Render all of the data below as a numbered list, one line per number, leaving out any blank lines.

___ AVAILABLE DATA ___

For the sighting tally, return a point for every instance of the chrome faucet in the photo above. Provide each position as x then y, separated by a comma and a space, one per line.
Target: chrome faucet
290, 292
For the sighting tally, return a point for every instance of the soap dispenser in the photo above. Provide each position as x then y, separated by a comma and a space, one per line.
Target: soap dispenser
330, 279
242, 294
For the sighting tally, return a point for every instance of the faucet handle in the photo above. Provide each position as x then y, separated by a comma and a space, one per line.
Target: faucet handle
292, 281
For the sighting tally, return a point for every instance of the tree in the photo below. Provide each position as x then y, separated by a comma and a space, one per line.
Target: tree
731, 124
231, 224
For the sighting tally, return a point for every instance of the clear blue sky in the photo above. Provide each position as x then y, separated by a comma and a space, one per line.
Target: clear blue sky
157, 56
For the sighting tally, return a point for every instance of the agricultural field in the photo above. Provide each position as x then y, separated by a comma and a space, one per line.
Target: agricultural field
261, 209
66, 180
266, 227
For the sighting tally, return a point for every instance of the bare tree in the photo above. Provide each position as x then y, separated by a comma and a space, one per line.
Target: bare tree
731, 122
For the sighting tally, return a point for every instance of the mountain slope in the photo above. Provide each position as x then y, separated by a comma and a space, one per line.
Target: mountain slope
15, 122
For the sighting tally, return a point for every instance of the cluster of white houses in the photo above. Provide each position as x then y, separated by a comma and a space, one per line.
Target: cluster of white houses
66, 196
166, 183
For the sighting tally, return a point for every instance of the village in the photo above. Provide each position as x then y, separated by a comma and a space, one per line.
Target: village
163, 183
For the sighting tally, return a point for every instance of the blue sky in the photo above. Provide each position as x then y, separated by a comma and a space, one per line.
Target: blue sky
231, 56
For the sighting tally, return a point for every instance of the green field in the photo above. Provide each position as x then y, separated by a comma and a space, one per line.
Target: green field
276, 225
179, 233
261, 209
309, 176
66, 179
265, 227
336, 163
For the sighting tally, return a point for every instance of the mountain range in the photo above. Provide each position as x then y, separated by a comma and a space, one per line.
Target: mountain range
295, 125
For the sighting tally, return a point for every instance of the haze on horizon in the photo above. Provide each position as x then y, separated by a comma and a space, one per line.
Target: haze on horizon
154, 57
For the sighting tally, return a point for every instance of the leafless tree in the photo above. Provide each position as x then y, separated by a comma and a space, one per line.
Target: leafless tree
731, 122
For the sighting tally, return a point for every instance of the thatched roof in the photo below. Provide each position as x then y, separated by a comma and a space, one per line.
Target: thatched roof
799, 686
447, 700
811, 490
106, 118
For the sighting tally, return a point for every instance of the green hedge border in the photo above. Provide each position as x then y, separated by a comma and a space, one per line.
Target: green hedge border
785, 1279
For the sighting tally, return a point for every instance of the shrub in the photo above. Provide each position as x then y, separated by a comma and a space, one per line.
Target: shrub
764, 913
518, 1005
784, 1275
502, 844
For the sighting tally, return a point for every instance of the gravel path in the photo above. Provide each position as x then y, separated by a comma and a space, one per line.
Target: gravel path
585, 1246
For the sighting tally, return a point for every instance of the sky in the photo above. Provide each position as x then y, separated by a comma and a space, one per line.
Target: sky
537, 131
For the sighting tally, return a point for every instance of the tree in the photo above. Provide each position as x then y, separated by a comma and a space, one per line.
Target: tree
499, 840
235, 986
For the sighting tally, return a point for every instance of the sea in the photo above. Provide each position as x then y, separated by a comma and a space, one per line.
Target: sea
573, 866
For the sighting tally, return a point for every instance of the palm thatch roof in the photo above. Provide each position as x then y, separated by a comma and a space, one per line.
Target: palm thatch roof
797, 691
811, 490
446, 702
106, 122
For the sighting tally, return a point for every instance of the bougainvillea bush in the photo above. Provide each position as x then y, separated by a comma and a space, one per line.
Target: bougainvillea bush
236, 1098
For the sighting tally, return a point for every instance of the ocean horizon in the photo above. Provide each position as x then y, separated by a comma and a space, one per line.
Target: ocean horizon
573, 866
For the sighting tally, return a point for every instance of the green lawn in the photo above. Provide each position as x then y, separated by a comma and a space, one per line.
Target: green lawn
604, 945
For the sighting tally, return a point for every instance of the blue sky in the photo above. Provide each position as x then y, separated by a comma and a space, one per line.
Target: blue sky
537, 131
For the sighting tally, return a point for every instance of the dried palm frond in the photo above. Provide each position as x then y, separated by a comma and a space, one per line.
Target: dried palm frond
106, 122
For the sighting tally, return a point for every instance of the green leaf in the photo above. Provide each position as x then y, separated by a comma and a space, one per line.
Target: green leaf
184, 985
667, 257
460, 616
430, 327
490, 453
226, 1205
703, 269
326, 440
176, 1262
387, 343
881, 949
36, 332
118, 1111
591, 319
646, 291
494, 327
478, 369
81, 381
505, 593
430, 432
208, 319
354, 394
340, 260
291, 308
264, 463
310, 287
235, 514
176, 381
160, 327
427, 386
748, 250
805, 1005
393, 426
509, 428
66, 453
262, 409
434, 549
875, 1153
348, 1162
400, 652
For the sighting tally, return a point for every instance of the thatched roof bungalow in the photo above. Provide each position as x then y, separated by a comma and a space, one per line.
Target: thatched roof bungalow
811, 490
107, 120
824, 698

___

■ THE REPLY ■
1. For the sighting tally, return a point for every instance of the chrome faucet in the photo above. Provide each position as x then y, separated by a comma and a space, one per line.
2. Target: chrome faucet
3. 290, 292
4. For the sighting tally, return a point for every instance of the soap dispenser in the photo above. Provide each position as x then y, separated by a comma and a space, one per line.
5. Target: soap dispenser
6. 330, 279
7. 242, 294
8. For the sighting tally, return a point for every instance of the faucet handle in the photo above. Provide each position as x then y, separated by a comma and a space, one per line.
9. Target: faucet handle
10. 292, 281
11. For the sighting tally, return a point for every instance of the tree in the photo below. Provide each position as x then y, separated by a comma and a space, one per line.
12. Target: tree
13. 731, 124
14. 231, 224
15. For the sighting tally, return a point for every instance of the clear blue sky in the photo above. Provide each position as x then y, separated by a comma and a space, one per line.
16. Target: clear blue sky
17. 157, 56
18. For the sighting tally, return a point for every instance of the agricultural field in the photo above. Provide each position as x then y, separated by a comma and a space, one per line.
19. Target: agricultural field
20. 261, 209
21. 66, 180
22. 266, 227
23. For the sighting tally, return a point for every instance of the bare tree in the photo above. Provide each position as x then y, separated by a comma and a space, one per line.
24. Target: bare tree
25. 731, 122
26. For the sighting tally, return a point for every instance of the mountain slope in the photo above. Provide each position as x then y, separated by a comma and a space, one per line.
27. Target: mountain slope
28. 15, 122
29. For the sighting tally, return a point for every instance of the cluster of white houses in the photo above. Provide each position as x then y, separated by a comma and a space, one per line.
30. Target: cluster of white houses
31. 66, 196
32. 166, 183
33. For the sighting tally, return a point for every instance of the village in the photo above. Provide each position as x then y, separated by a comma and a space, one per line.
34. Target: village
35. 163, 183
36. For the sighting tally, return a point for every instance of the blue sky in the photo above. Provide each position as x then y, separated by a comma and a space, one per line.
37. Target: blue sky
38. 231, 56
39. For the sighting tally, return a point for every instance of the green field in the photo above. Provide each position as x then y, separated by a comma and a space, one per line.
40. Target: green field
41. 276, 225
42. 179, 233
43. 261, 209
44. 309, 176
45. 66, 179
46. 265, 227
47. 336, 163
48. For the sighting tally, return a point for every instance of the mountain range in the photo above. Provide each position as x then y, separated by a comma and a space, one per line.
49. Target: mountain range
50. 295, 125
51. For the sighting tally, return a point for every instance of the haze on horizon in the photo above. Provide each position as x then y, separated by a comma and a space, one per line.
52. Target: haze on horizon
53. 154, 57
54. For the sighting tally, return a point for every instance of the leafless tree in the photo above. Provide each position as x then y, separated by a comma and a space, one per line.
55. Target: leafless tree
56. 731, 122
57. For the sighting tally, return a point for every instance of the thatched roof in the photo below. Provide each position as x then y, separated by a comma and a space, one per line.
58. Target: thatched roof
59. 799, 686
60. 447, 700
61. 811, 490
62. 106, 118
63. For the sighting tally, return a point for every instance of the green hedge border in the photo above. Provide each position as x then y, separated by a comma and a space, one per line.
64. Target: green hedge border
65. 785, 1279
66. For the sighting tally, return a point for every instance of the shrub in the photo above. Provide each position as x then y, separated by a comma and a space, one per line.
67. Target: shrub
68. 764, 913
69. 518, 1005
70. 784, 1275
71. 502, 844
72. For the sighting tally, return a point for every instance of the gravel path in the photo above. Provide each position as x then y, separated by a comma and a space, one per line.
73. Target: gravel path
74. 585, 1246
75. For the sighting tally, return a point for every instance of the sky in the photo above. Provide each position as x then y, separated by a comma and a space, one per line.
76. Target: sky
77. 537, 131
78. For the sighting tally, return a point for every instance of the tree in the photo above. Provide each position as x then y, separated by a comma and a space, one per line.
79. Target: tree
80. 499, 840
81. 235, 986
82. For the sighting tally, return a point for every instance of the sea in the photo above. Provide each position as x then y, separated by a comma and a space, one per line.
83. Target: sea
84. 573, 866
85. For the sighting tally, return a point for every instance of the palm thatch roof in the photo above. Provide each position as x then y, separated by a comma and a space, one per line.
86. Target: palm thatch roof
87. 797, 691
88. 811, 490
89. 446, 702
90. 106, 122
91. For the sighting tally, return a point for every instance of the bougainvillea bush in the photo above. Provide each position as x then y, separated by a comma and a space, one per line.
92. Target: bougainvillea bush
93. 236, 1098
94. For the sighting tally, return a point for every instance of the ocean horizon in the photo above. Provide each position as x then y, separated by a comma and a space, one per line.
95. Target: ocean horizon
96. 573, 866
97. For the sighting tally, return a point for every instance of the green lawn in the photo above. Provide each position as x then y, separated by a comma and a space, one per line.
98. Target: green lawn
99. 604, 945
100. For the sighting tally, return a point for every instance of the blue sky in the photo above. Provide each position as x then y, separated by a comma and a space, one per line.
101. Target: blue sky
102. 537, 131
103. For the sighting tally, return a point for every instance of the dried palm frond in the photo above. Provide each position as x then y, separated by a comma and a space, one per line.
104. Target: dried palm frond
105. 106, 122
106. For the sighting tally, return a point for every instance of the green leaf in the photo above. Provide each position as x then y, separated by a comma and a space, one per line.
107. Target: green leaf
108. 184, 985
109. 667, 257
110. 460, 616
111. 430, 327
112. 490, 453
113. 226, 1205
114. 703, 269
115. 326, 440
116. 176, 1262
117. 387, 343
118. 881, 949
119. 36, 332
120. 118, 1111
121. 591, 319
122. 646, 291
123. 494, 327
124. 478, 369
125. 81, 381
126. 505, 593
127. 430, 432
128. 208, 319
129. 354, 394
130. 340, 260
131. 291, 308
132. 264, 463
133. 310, 287
134. 235, 514
135. 176, 381
136. 160, 327
137. 427, 386
138. 748, 250
139. 805, 1005
140. 393, 426
141. 509, 428
142. 66, 453
143. 262, 409
144. 434, 549
145. 875, 1153
146. 348, 1162
147. 400, 652
148. For the sighting tally, return a point for every instance of the thatched roof bungalow in the photo above. Provide each position as x then y, separated by a comma and a space, one per line.
149. Target: thatched roof bungalow
150. 811, 490
151. 107, 120
152. 824, 698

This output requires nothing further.